Records shown
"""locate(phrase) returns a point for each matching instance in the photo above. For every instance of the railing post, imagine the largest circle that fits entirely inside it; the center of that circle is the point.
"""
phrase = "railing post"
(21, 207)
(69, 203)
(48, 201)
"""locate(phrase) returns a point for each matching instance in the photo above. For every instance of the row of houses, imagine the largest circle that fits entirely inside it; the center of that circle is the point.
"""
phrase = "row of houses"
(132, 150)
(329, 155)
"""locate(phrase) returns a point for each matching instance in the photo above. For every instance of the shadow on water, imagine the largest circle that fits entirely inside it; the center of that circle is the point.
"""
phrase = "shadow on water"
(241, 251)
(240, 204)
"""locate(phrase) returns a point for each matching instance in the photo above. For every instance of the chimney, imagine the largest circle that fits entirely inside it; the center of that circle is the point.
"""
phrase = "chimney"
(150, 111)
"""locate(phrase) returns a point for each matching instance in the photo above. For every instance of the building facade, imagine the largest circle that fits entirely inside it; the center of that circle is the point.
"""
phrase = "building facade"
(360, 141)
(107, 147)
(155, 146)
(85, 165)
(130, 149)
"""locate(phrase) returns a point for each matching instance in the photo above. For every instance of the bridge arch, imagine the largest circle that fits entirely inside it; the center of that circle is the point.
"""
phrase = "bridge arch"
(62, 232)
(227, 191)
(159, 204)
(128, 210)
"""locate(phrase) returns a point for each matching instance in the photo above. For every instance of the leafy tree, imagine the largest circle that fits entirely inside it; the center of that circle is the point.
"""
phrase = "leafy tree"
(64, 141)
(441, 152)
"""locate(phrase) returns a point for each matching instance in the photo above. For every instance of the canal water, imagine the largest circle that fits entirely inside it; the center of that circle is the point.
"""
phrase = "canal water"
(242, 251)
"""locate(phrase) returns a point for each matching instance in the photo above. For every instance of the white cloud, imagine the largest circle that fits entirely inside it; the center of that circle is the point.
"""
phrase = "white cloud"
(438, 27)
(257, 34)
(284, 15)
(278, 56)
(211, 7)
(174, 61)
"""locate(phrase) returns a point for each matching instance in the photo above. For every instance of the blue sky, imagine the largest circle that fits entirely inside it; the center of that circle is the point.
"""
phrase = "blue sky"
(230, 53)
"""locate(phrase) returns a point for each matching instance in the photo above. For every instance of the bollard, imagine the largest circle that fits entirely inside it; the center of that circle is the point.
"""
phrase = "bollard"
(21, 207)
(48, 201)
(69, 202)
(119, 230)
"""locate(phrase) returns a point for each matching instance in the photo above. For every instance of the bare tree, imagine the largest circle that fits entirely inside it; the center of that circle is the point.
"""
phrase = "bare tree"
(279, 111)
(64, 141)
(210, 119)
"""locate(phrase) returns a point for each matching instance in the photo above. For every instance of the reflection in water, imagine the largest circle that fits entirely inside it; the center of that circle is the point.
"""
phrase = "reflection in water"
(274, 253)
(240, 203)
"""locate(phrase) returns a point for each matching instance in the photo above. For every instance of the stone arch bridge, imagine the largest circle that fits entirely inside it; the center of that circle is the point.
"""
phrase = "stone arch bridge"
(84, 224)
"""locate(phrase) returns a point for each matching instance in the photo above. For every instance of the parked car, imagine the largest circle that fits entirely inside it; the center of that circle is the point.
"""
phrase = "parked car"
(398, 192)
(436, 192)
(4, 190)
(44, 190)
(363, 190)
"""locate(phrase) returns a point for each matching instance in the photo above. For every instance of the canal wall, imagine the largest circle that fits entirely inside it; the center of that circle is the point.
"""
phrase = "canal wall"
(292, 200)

Problem to work on
Every record must appear in the answer exactly as it appears above.

Response
"""locate(phrase) returns a point for each matching instance in the photo above. For every instance of the railing post, imagine the largest circle that fits entirely inside it; the center of that circle is the point.
"""
phrase = "railing post"
(21, 207)
(69, 203)
(48, 201)
"""locate(phrase) returns a point for each matching instance in the photo above. For every instance of the row of houses, imagine the largest circle that fits entirely inside it; the center of that circle is the point.
"""
phrase = "row of houses"
(132, 150)
(329, 155)
"""locate(phrase) returns a point for each matching instance in the photo above. For every instance of the shadow on water, imagine the largest circle that fits entirely inside it; the center of that circle is the point.
"""
phrase = "shadow on water"
(241, 251)
(240, 204)
"""locate(phrase) returns a point for each matching instance in the photo above. For every instance of the chimney, imagine the largest circle that fits entirely inside it; the center of that circle is the point.
"""
phrase = "chimney"
(150, 111)
"""locate(phrase) returns a point for each matching instance in the photo above. For every instance of the building facade, imagine the largest circle that fits entirely inside it; the center of that circle is the point.
"""
phrase = "building facade"
(360, 141)
(107, 147)
(155, 146)
(85, 165)
(130, 149)
"""locate(phrase) returns a point for each matching instance in the photo above. For every instance of the bridge arch, imagine the largest circle that fits entirely inside it; the center of that circle is the point.
"""
phrase = "bridge arch"
(62, 232)
(227, 191)
(159, 204)
(128, 210)
"""locate(phrase) returns a point for each matching instance in the photo above. For every instance of the leafy tree, imagine the largest circle that fits entirely inside it; the center of that circle is the point.
"""
phrase = "leafy tree"
(64, 141)
(441, 152)
"""locate(phrase) returns a point for each matching instance in the photo above. For every instance of the canal water, imagine the largest circle that fits entirely inside it; the center of that circle is the point.
"""
phrase = "canal water"
(242, 251)
"""locate(phrase) returns a point for each matching instance in the photo above. For every instance of the white cloud, imagine the largest circle that fits entirely inside it; the center of that circle is the point.
"""
phrase = "white cloud"
(438, 27)
(257, 34)
(284, 15)
(278, 56)
(211, 7)
(174, 61)
"""locate(phrase) returns a point for each matching instance in the photo above. For every instance of the blue sky, imagine the largest circle that fits entirely inside it; the center of that circle is the point.
"""
phrase = "blue sky"
(230, 53)
"""locate(phrase) returns a point for each matching instance in the photo above. For every instance of the bollard, imagine the largest circle that fits entirely inside it; the center of that circle is the point.
"""
phrase = "bollard"
(21, 207)
(48, 201)
(69, 202)
(119, 230)
"""locate(phrase) returns a point for each matching instance in the photo above. For every instance of the bare tree, imagine the largest circle that fits entirely inside it; the center of that circle is the point.
"""
phrase = "bare tree"
(279, 111)
(64, 141)
(210, 119)
"""locate(phrase) returns a point for each matching instance in the photo above. For every instance of the reflection in water, imagine the largest circle that fits entirely inside it; the center of that circle is the point.
"""
phrase = "reflection in water"
(274, 253)
(240, 203)
"""locate(phrase) returns a point for each matching instance in the photo above. For every instance of the stone arch bridge, imagine the largest circle that fits entirely inside it; the center of that circle is the point.
"""
phrase = "stone arch bridge"
(84, 224)
"""locate(phrase) returns a point for each matching instance in the photo above. For every instance of the parked car, imagine the largest circle that fits entirely inside it; the center of that circle is the point.
"""
phrase = "parked car"
(398, 192)
(436, 192)
(4, 190)
(44, 190)
(363, 190)
"""locate(phrase) returns a point for each matching instance in the photo above. For every instance of the canal wall, imagine the largest circle that fits entirely inside it; the center of that circle is the point.
"""
phrase = "canal wall"
(292, 200)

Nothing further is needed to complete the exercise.